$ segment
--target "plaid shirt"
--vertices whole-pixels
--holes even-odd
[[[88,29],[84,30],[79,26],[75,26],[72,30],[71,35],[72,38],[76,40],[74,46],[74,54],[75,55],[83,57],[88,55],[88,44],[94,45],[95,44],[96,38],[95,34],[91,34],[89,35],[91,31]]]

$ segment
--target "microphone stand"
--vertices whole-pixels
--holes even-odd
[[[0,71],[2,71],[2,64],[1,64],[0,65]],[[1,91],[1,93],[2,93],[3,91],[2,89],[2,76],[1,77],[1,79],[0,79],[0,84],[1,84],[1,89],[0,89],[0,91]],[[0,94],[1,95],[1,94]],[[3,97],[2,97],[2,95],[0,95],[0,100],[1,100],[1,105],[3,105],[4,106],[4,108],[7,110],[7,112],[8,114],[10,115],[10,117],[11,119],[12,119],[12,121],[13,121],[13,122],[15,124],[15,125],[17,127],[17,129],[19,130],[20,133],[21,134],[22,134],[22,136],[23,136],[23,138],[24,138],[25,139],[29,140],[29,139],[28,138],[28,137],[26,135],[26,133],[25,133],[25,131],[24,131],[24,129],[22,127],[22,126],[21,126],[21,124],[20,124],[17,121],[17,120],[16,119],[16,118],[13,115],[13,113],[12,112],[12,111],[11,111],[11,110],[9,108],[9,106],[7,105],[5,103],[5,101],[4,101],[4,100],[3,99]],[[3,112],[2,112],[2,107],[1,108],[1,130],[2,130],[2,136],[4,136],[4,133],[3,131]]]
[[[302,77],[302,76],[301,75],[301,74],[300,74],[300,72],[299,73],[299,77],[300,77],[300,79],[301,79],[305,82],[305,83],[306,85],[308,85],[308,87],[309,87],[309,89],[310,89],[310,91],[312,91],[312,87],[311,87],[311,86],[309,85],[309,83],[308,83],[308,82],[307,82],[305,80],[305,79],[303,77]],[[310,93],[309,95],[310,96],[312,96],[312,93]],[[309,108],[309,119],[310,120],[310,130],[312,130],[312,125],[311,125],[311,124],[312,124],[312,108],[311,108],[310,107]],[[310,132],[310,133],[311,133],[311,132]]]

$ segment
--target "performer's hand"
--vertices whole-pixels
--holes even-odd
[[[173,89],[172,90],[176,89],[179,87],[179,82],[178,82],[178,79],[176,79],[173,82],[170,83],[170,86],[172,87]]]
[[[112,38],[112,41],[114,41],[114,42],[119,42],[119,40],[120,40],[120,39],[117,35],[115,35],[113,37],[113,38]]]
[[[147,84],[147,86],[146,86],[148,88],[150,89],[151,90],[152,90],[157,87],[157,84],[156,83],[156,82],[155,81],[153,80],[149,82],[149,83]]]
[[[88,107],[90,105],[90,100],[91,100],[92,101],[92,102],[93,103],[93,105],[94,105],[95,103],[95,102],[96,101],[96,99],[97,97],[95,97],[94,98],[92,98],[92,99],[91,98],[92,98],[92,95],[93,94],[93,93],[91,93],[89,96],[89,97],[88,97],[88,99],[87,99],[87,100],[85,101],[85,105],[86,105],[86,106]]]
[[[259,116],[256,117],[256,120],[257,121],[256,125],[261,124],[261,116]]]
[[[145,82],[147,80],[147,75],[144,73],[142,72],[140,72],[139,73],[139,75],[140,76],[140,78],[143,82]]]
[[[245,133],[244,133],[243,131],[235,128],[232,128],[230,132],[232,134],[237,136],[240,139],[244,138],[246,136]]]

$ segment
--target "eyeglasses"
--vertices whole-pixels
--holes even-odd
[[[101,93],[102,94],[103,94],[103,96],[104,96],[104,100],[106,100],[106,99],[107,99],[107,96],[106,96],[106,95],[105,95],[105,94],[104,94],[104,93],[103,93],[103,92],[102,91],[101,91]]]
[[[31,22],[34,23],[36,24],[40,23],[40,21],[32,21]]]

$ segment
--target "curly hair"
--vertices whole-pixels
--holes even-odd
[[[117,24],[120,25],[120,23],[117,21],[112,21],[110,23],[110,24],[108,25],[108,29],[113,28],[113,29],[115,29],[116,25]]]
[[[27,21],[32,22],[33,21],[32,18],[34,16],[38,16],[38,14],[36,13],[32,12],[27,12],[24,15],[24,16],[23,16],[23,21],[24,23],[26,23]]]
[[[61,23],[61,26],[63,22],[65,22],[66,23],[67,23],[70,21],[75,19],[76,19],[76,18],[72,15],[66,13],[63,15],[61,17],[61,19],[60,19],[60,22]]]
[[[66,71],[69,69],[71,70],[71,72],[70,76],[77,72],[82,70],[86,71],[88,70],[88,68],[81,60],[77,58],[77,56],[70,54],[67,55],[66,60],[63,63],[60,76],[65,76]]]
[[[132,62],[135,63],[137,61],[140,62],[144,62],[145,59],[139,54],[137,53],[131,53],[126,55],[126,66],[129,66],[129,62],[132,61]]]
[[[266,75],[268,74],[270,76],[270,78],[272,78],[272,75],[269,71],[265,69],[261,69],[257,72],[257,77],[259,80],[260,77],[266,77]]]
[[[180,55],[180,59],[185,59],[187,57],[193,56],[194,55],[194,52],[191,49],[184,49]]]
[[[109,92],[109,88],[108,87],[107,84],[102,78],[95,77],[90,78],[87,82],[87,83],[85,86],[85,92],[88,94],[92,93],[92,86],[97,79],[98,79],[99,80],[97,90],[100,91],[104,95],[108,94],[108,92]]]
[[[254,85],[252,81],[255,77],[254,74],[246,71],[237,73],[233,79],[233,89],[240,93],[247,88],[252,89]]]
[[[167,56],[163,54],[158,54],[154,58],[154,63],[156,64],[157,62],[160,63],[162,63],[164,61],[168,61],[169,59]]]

○ ○ ○

* _WHAT YOU NEED TO DO_
How many lines of the records above contain the string "target"? Case counts, and only the number should be given.

* _TASK OUTPUT_
5